Records
....

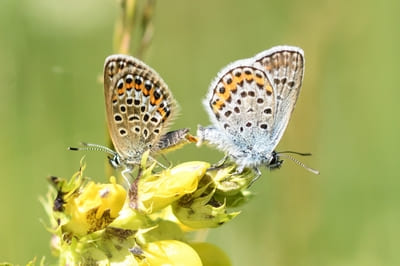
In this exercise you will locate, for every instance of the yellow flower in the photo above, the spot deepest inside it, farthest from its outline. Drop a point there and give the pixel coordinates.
(96, 206)
(210, 254)
(156, 191)
(168, 252)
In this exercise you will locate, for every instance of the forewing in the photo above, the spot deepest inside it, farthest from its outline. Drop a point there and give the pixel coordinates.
(284, 66)
(241, 101)
(139, 105)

....

GIVEN INSTRUCTION
Pictures stay out; repeat all the rest of the records exactly.

FULL RESPONSE
In this exercise you will locate, for every instance of the yellow flower in the photo above, the spot deepest inside it, farthest from its outline. Drop a point there and give the pixel coordinates.
(96, 206)
(210, 254)
(156, 191)
(168, 252)
In this exercise you will locate, for every instance of the forewing in the photo above, the spot deepest inside it, farthest from its outline. Drop a point there and give the pixel coordinates.
(284, 66)
(241, 101)
(139, 105)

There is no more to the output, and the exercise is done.